◆ Instruction
Set down every line of the material below verbatim, omitting the picture.

##########

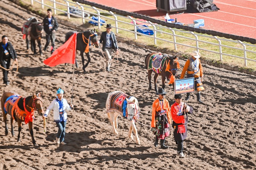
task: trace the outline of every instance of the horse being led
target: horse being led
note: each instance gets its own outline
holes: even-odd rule
[[[5,124],[5,135],[8,134],[8,127],[6,123],[7,114],[11,117],[11,134],[15,136],[13,129],[13,120],[18,123],[19,134],[17,142],[21,142],[20,134],[21,130],[21,122],[28,123],[29,132],[31,135],[32,142],[37,146],[33,133],[33,121],[35,119],[34,111],[36,110],[39,114],[44,112],[43,102],[39,93],[37,95],[33,94],[27,97],[22,97],[18,94],[11,92],[4,93],[1,98],[1,107]]]
[[[25,33],[27,49],[29,48],[29,42],[31,41],[31,50],[34,55],[36,54],[36,40],[37,41],[39,47],[39,53],[41,56],[43,53],[41,49],[41,39],[44,31],[44,27],[40,22],[38,22],[36,19],[33,18],[29,21],[30,22],[28,28],[24,31]]]
[[[114,133],[118,134],[117,118],[119,115],[127,119],[130,123],[128,137],[133,139],[132,130],[135,136],[135,140],[137,145],[141,142],[138,136],[138,132],[135,122],[137,119],[141,109],[136,98],[127,95],[119,91],[110,93],[107,96],[106,104],[107,113],[112,125]]]
[[[149,81],[148,90],[152,89],[151,84],[151,74],[153,71],[155,90],[157,92],[156,82],[159,75],[162,76],[162,87],[165,87],[166,80],[169,82],[169,84],[174,86],[174,80],[176,75],[177,68],[180,69],[180,65],[177,57],[171,55],[162,55],[159,53],[152,53],[148,54],[145,59],[146,68],[148,71],[148,77]]]
[[[66,34],[65,42],[66,42],[72,36],[75,31],[69,31]],[[80,51],[80,55],[82,57],[82,62],[83,64],[83,70],[85,72],[85,68],[87,66],[89,63],[91,61],[90,58],[89,46],[90,42],[92,42],[93,45],[97,48],[99,47],[99,44],[98,41],[98,36],[95,30],[90,30],[84,31],[82,33],[77,33],[76,37],[76,50]],[[85,53],[86,56],[88,59],[87,63],[84,65],[84,52]],[[77,64],[76,61],[76,66],[77,67]]]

##########

◆ The reply
task: trace the outline of every instance of the horse being led
target: horse being led
note: each instance gets its own outline
holes: even-odd rule
[[[5,124],[5,135],[8,134],[8,127],[6,123],[7,114],[11,117],[11,134],[15,136],[13,129],[13,120],[18,123],[19,134],[17,142],[21,142],[20,134],[21,130],[21,122],[28,123],[29,132],[31,135],[32,142],[37,146],[33,133],[33,121],[35,119],[34,111],[36,110],[39,114],[44,112],[43,102],[39,93],[37,95],[33,94],[27,97],[22,97],[18,94],[11,92],[4,93],[1,98],[1,107]]]
[[[25,33],[27,49],[29,48],[29,42],[31,41],[31,50],[34,55],[36,54],[36,40],[37,41],[39,47],[39,53],[41,56],[43,53],[41,49],[41,39],[44,31],[44,27],[40,22],[38,22],[36,19],[33,18],[29,21],[30,22],[28,28],[24,31]]]
[[[114,133],[118,134],[117,118],[119,115],[127,119],[130,123],[128,137],[133,139],[132,130],[135,136],[135,140],[137,145],[141,142],[138,136],[138,132],[135,122],[137,119],[141,109],[136,98],[127,95],[119,91],[110,93],[107,96],[106,104],[107,113],[112,125]]]
[[[149,81],[148,90],[152,89],[151,84],[151,74],[153,71],[155,90],[157,92],[156,82],[159,75],[162,76],[162,87],[165,87],[166,80],[169,82],[169,84],[174,86],[174,80],[176,75],[177,68],[180,69],[180,65],[177,57],[171,55],[162,55],[159,53],[152,53],[148,54],[145,59],[146,68],[148,71],[148,77]]]
[[[66,34],[65,42],[66,42],[72,36],[75,31],[69,31]],[[80,51],[80,55],[82,57],[82,62],[83,64],[83,70],[85,72],[85,68],[87,66],[89,63],[91,61],[90,58],[89,46],[90,42],[92,42],[93,45],[97,48],[99,47],[99,44],[98,41],[98,36],[95,30],[90,30],[84,31],[82,33],[77,33],[76,37],[76,50]],[[85,53],[86,56],[88,59],[87,63],[84,65],[84,52]],[[77,64],[76,61],[76,66],[77,67]]]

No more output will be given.